Text passage:
Scientia Professor Justin Gooding, Professor Andy Pitman and Dr Adriana Vergés and scientists in the Operation Crayweed Team have been named as finalists in this year's Eureka prizes, Australia's most high profile science awards.
In all, a record 12 UNSW and UNSW-affiliated researchers and teams have been nominated for the awards, which recognise excellence in research and innovation, leadership, science engagement and school science.
UNSW's researchers are drawn from the faculties of Science, Engineering and Medicine, including from the Kirby Institute, Children’s Cancer Institute, and the George Institute.
Leading the field as a finalist in two categories is Scientia Professor Justin Gooding, who is nominated as Outstanding Mentor of Young Researchers, and also for the ANSTO Eureka Prize for Innovative Use of Technology.
UNSW Deputy Vice-Chancellor (Research) Professor Nicholas Fisk said the result betters the University’s record of 10 finalists achieved in 2008.
“This impressive field of finalists demonstrates the depth and diversity of the impressive research talent we have across UNSW,” he said.
“Scientia Professor Justin Gooding is in the running for two prizes, both with his team developing a wearable sunscreen sensor and for his outstanding work to role model positive leadership and entrepreneurial thinking.
“I congratulate all finalists on being recognised among our nation’s very best in science and wish them the best of luck.”
The winners of the 'Oscars of Australian science' will be announced at a gala dinner in Sydney on 30 August.
The UNSW Science finalists are:
- Scientia Professor Justin Gooding – Outstanding Mentor of Young Researchers: Professor Gooding is using a program of individualised mentorship to develop the next generation of research leaders in bio nanotechnology and nanomedicine. He has focused on developing innovative, entrepreneurial and passionate researchers who become talented mentors in their own right.
- Professor Gooding is also a finalist along with colleagues Dr Parisa Khiabani and Dr Alexander Soeriyadi, for a simple and affordable sensor, which indicates to the wearer when they should seek shade or apply more sunscreen. By using off-the-shelf components and existing technologies, their invention has the potential to be widely deployed, maximising the benefit to society.
- The Operation Crayweed Team, which includes Dr Adriana Vergés, Dr Ezequiel Marzinelli, Dr Alexandra Campbell and Professor Peter Steinberg – NSW OEH Eureka Prize for Environmental Research: The Operation Crayweed team has demonstrated the environmental and ecological benefits of restoring Sydney's coastal crayweed forests. By working with the public, they have put this important marine restoration project into action, enhancing coastal biodiversity.
- Professor Andy Pitman – CSIRO Eureka Prize for Leadership in Innovation and Science: Over the past 15 years, Professor Andrew Pitman has demonstrated visionary leadership in the field of climate science. By bringing together a consortium of leading universities and institutions he has transformed the scale and impact of Australian climate science research.

Data under study:
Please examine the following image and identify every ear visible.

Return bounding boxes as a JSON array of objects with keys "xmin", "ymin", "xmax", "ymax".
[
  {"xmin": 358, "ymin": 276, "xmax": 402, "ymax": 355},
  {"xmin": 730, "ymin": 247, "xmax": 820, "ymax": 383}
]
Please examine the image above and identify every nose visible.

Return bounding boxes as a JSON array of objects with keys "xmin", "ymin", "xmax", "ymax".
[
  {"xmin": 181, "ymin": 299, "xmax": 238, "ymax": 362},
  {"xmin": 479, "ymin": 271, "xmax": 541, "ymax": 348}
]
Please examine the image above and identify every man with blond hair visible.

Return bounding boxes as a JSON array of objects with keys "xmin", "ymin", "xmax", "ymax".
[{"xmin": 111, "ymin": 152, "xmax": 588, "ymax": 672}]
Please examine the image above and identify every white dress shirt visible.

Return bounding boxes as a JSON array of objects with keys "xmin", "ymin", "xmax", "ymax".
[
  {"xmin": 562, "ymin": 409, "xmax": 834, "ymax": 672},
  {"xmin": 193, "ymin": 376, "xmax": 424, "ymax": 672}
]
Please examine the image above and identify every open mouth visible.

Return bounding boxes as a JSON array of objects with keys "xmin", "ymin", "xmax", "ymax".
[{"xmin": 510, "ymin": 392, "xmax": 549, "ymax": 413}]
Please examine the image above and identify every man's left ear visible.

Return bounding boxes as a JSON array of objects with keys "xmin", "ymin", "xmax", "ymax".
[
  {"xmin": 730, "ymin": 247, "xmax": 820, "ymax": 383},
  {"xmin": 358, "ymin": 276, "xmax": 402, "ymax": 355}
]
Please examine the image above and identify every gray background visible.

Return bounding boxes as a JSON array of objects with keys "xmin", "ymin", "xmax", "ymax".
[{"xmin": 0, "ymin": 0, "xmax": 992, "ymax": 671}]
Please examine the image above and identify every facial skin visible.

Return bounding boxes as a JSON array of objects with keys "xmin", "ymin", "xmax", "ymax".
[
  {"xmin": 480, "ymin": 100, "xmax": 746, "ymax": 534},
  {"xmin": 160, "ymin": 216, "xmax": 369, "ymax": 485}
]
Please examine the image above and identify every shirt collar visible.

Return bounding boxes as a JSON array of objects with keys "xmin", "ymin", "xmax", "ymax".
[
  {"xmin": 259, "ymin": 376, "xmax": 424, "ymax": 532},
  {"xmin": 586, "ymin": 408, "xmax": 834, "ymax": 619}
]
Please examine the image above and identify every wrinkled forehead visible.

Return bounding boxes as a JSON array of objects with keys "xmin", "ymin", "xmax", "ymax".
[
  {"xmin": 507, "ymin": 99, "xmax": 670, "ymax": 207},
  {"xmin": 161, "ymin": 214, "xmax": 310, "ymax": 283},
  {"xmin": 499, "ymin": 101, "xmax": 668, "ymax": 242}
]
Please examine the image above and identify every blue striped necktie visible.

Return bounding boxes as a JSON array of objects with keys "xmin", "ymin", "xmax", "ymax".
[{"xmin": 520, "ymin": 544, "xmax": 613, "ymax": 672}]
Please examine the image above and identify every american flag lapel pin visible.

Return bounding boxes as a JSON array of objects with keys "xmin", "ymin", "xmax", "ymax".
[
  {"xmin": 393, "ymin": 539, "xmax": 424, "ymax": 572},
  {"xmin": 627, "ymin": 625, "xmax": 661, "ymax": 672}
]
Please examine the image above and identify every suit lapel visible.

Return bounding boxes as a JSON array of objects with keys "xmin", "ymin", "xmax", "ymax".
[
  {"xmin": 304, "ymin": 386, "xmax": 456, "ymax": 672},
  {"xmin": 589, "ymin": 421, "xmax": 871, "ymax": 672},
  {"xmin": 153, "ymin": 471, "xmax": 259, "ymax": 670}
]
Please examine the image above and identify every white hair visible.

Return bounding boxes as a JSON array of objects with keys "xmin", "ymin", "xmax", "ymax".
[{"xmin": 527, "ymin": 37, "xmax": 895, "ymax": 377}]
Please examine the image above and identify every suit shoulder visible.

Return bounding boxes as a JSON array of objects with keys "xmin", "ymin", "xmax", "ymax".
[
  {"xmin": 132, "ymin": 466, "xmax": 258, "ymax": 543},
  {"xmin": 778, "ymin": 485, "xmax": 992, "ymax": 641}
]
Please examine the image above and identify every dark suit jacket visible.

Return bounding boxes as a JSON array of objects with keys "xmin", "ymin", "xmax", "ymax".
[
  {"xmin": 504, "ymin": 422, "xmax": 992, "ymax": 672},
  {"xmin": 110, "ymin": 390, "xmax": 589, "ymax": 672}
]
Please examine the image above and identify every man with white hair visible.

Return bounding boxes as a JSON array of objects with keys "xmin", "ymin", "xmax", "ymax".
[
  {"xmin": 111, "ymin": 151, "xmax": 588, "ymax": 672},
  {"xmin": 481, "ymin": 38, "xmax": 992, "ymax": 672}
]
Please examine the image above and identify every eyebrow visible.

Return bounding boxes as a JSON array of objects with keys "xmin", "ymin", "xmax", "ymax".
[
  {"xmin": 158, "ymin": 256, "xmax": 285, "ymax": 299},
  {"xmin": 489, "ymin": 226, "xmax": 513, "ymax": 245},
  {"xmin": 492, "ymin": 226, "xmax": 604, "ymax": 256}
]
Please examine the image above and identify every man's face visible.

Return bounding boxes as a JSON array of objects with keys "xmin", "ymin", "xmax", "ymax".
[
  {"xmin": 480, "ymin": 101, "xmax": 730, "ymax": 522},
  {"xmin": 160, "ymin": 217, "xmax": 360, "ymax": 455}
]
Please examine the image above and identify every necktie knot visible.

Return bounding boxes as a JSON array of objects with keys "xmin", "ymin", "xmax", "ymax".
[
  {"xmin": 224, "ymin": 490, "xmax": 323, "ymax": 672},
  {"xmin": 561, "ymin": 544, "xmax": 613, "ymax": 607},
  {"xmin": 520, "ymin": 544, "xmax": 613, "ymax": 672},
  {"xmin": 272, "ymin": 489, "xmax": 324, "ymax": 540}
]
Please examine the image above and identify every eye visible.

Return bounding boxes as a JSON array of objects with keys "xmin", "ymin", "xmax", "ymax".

Task requirements:
Reproduce a passage from the news article on the UNSW Eureka Prize finalists, beginning at the words "Leading the field" and stopping after "and entrepreneurial thinking.". The items have no role in what is asked here.

Response below:
Leading the field as a finalist in two categories is Scientia Professor Justin Gooding, who is nominated as Outstanding Mentor of Young Researchers, and also for the ANSTO Eureka Prize for Innovative Use of Technology.
UNSW Deputy Vice-Chancellor (Research) Professor Nicholas Fisk said the result betters the University’s record of 10 finalists achieved in 2008.
“This impressive field of finalists demonstrates the depth and diversity of the impressive research talent we have across UNSW,” he said.
“Scientia Professor Justin Gooding is in the running for two prizes, both with his team developing a wearable sunscreen sensor and for his outstanding work to role model positive leadership and entrepreneurial thinking.